Java 漏洞 - Java XXE学习 - 《代码审计🥺》

前言
1、SAXBuilder
2、SAXParserFactory/SAXParser
3、SAXReader
4、SAXTransformerFactory（后端服务解析后会报错）
5、SchemaFactory（后端服务解析后会报错）
6、TransformerFactory
8、Digester
9、DocumentBuilder（常见）
10、XMLReader
11、unmarshal（安全，默认使用不会产生漏洞）

前言

不同的可能存在Java XXE漏洞解析函数
1. SAXBuilder
2. SAXParserFactory
3.SAXParser
4. SAXReader
5. SAXTransformerFactory
6. SchemaFactory
7. TransformerFactory
8. ValidatorSample
9. XMLReader
10. Unmarshaller
11.DocumentBuilder
12.Digester

解析xml有四种方法：DOM，SAX，DOM4j，JDOM.
主要的两种：DOM和SAX.
1、DOM适于解析比较简单的XML
原因：

这是因为DOM解析XML文档时，把所有内容一次性的装载入内存，并构建一个驻留在内存中的树状结构（节点树）。如果需要解析的XML文档过大，或者我们只对该文档中的一部分感兴趣，这样就会引起性能问题

2、SAX则适于解析较复杂的XML文件
加载一点，读取一点，处理一点。对内存要求比较低，不容易导致内存溢出。但是功能没DOM类型的丰富，只能进行读取，不适用于修改。

1、SAXBuilder

这个函数使用起来非常明显和简单，inputsource可控就可以传入任意可解析的xml

SAXBuilder builder = new SAXBuilder();
Document doc = builder.build(InputSource);

修复方式——添加一个true

SAXBuilder builder = new SAXBuilder(true);
Document doc = builder.build(InputSource);

一般inputsource为post直接传过来的所有内容，一般是用
getInputStream()
getReader()
getRequestbody()

2、SAXParserFactory/SAXParser

该类为内置类，没有回显，可以借助DNSLOG平台进行探测是否存在

SAXParserFactory spf = SAXParserFactory.newInstance();
SAXParser parser = spf.newSAXParser();
parser.parse(InputSource, (HandlerBase) null);

同样为inputsource为直接post传过来的内容，一般是用
getInputStream()

> 问题
[A] 照原样抄写选段里从“1、DOM适于解析比较简单的XML”开始、一直到“只能进行读取，不适用于修改。”为止的部分。
[B] 选段说解析xml有四种方法，请把它们全部列出。
[C] 按照选段，SAXBuilder 的修复方式是什么？

> 提取数据

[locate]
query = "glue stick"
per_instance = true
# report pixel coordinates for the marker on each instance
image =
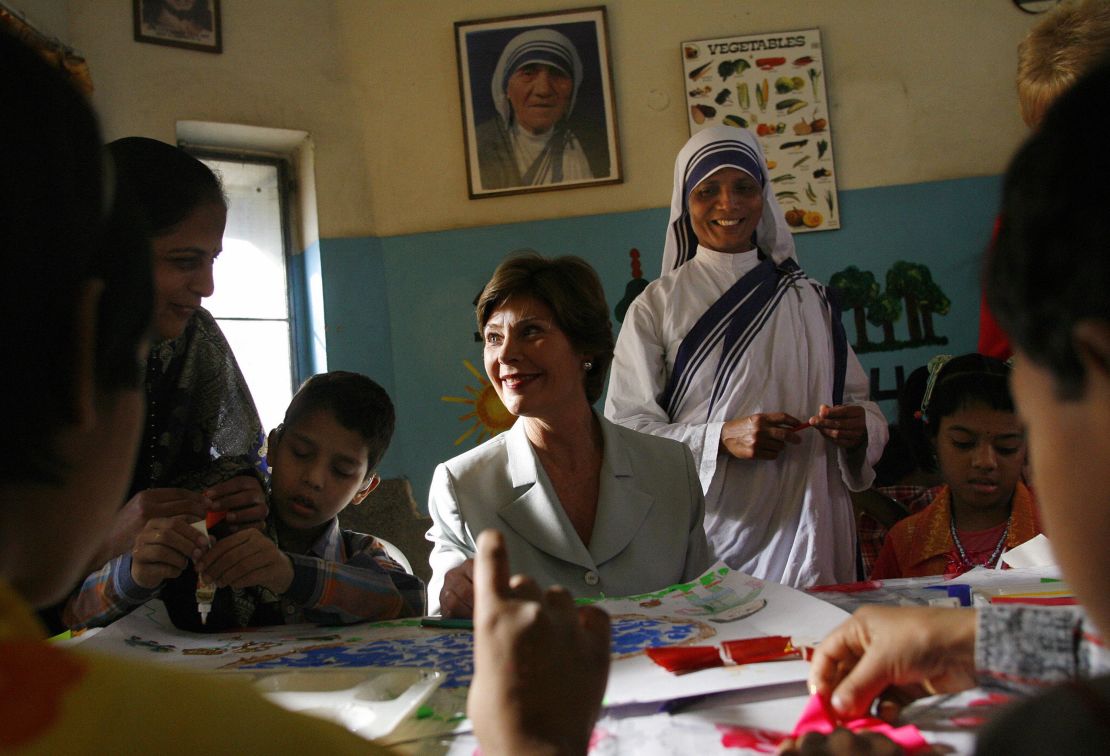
(205, 592)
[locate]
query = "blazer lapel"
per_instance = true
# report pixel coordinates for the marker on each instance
(622, 506)
(535, 515)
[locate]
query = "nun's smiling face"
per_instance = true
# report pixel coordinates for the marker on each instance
(540, 96)
(725, 210)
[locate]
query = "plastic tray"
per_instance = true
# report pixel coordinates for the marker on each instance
(367, 701)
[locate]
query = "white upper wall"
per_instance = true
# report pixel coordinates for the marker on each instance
(919, 91)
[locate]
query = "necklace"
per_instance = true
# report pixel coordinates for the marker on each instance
(994, 556)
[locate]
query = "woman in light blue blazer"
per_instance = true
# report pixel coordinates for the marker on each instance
(595, 507)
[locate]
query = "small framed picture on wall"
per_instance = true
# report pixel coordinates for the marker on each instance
(537, 102)
(193, 24)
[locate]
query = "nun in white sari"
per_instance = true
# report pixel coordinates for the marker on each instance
(534, 88)
(734, 349)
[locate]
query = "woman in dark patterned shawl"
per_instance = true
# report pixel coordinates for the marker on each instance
(202, 447)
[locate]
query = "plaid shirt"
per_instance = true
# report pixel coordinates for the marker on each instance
(1027, 648)
(345, 577)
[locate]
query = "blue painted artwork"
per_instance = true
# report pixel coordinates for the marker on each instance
(633, 634)
(453, 653)
(450, 653)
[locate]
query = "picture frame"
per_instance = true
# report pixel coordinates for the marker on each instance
(555, 68)
(193, 24)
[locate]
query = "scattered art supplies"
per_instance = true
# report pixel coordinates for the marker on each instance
(709, 612)
(683, 659)
(720, 606)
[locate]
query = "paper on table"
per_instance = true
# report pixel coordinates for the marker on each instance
(1037, 552)
(692, 614)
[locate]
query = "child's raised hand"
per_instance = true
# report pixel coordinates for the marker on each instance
(243, 500)
(456, 597)
(163, 548)
(919, 649)
(844, 424)
(540, 663)
(246, 558)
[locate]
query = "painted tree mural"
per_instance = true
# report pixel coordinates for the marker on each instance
(931, 301)
(858, 290)
(909, 289)
(884, 312)
(909, 281)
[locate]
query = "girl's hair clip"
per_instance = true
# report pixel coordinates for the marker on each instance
(936, 364)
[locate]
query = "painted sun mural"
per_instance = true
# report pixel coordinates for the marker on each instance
(488, 415)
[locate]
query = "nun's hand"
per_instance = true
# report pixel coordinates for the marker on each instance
(844, 424)
(762, 436)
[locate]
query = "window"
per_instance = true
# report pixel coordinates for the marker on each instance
(252, 300)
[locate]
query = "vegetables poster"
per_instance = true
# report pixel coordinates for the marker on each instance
(774, 86)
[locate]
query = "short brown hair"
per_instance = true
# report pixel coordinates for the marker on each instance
(571, 288)
(1065, 44)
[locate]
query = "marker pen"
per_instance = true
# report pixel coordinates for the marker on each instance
(205, 592)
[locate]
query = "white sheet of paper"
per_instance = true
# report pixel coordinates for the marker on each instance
(635, 678)
(689, 614)
(1037, 552)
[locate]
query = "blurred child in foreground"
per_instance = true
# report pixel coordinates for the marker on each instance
(1047, 279)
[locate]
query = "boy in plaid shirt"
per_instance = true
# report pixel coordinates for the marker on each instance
(303, 567)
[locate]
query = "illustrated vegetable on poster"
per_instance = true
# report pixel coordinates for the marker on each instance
(774, 86)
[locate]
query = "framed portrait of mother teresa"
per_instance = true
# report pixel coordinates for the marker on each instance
(537, 102)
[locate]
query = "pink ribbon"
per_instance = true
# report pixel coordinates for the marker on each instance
(816, 718)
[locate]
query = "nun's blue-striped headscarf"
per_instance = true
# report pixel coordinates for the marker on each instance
(535, 46)
(705, 153)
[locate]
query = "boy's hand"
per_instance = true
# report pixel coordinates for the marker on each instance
(535, 654)
(246, 558)
(921, 651)
(243, 500)
(456, 597)
(844, 424)
(163, 548)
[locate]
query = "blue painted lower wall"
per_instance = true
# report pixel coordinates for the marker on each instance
(401, 309)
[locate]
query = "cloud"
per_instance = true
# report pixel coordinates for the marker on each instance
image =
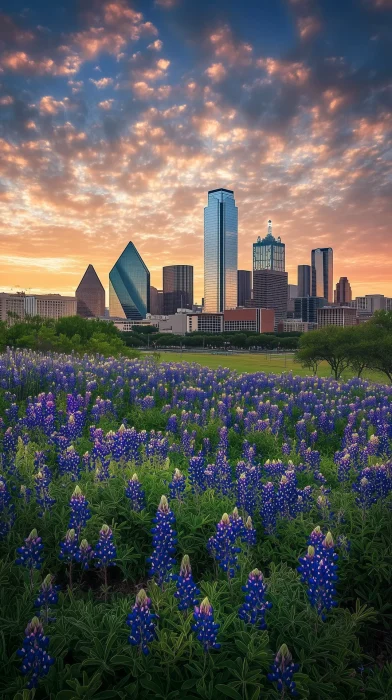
(216, 72)
(102, 83)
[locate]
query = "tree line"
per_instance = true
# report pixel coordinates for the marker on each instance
(366, 346)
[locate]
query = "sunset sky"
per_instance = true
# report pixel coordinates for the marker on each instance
(117, 117)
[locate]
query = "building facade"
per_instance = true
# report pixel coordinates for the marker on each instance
(336, 316)
(220, 251)
(90, 295)
(129, 286)
(304, 280)
(305, 308)
(269, 252)
(342, 295)
(258, 320)
(244, 282)
(322, 273)
(14, 307)
(177, 288)
(205, 323)
(270, 291)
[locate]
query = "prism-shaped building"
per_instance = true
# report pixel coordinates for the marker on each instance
(90, 295)
(129, 286)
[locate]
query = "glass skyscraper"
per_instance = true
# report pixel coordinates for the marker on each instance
(129, 286)
(322, 273)
(220, 251)
(269, 252)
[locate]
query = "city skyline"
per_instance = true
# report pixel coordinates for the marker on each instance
(117, 118)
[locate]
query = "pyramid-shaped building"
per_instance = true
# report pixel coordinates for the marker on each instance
(90, 295)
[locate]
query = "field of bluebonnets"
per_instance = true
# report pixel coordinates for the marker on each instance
(172, 531)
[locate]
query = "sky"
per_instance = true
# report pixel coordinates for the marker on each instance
(117, 117)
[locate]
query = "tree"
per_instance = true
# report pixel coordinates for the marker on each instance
(330, 344)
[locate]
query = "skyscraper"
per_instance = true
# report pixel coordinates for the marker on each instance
(177, 288)
(343, 295)
(270, 291)
(303, 280)
(269, 252)
(220, 251)
(244, 281)
(129, 286)
(90, 295)
(322, 273)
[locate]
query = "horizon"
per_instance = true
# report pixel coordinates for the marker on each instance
(118, 117)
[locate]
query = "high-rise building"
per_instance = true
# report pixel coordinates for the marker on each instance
(220, 251)
(129, 286)
(177, 288)
(244, 281)
(155, 299)
(304, 280)
(270, 291)
(336, 316)
(305, 308)
(90, 295)
(269, 252)
(342, 295)
(322, 273)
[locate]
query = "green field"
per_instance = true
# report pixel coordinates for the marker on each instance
(275, 363)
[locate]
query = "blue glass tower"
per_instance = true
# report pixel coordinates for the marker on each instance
(220, 251)
(129, 286)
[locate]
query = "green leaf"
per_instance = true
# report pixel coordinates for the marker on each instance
(228, 691)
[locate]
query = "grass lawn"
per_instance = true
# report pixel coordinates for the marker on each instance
(259, 363)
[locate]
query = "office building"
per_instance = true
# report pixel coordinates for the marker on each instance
(244, 283)
(342, 295)
(290, 325)
(90, 295)
(336, 316)
(220, 251)
(177, 288)
(129, 286)
(304, 280)
(321, 282)
(305, 308)
(156, 301)
(205, 323)
(270, 291)
(269, 252)
(14, 307)
(258, 320)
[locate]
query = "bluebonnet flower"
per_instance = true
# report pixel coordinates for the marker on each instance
(268, 510)
(186, 588)
(36, 661)
(135, 494)
(7, 509)
(48, 595)
(30, 554)
(282, 671)
(79, 511)
(223, 546)
(249, 532)
(177, 485)
(42, 483)
(105, 551)
(141, 622)
(318, 571)
(68, 551)
(164, 541)
(254, 608)
(205, 627)
(84, 554)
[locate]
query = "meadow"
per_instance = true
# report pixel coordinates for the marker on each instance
(175, 530)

> 答案列表
[A]
1、DOM适于解析比较简单的XML
原因：

这是因为DOM解析XML文档时，把所有内容一次性的装载入内存，并构建一个驻留在内存中的树状结构（节点树）。如果需要解析的XML文档过大，或者我们只对该文档中的一部分感兴趣，这样就会引起性能问题

2、SAX则适于解析较复杂的XML文件
加载一点，读取一点，处理一点。对内存要求比较低，不容易导致内存溢出。但是功能没DOM类型的丰富，只能进行读取，不适用于修改。

[B] DOM、SAX、DOM4j、JDOM

[C] 添加一个true，即写成 new SAXBuilder(true)。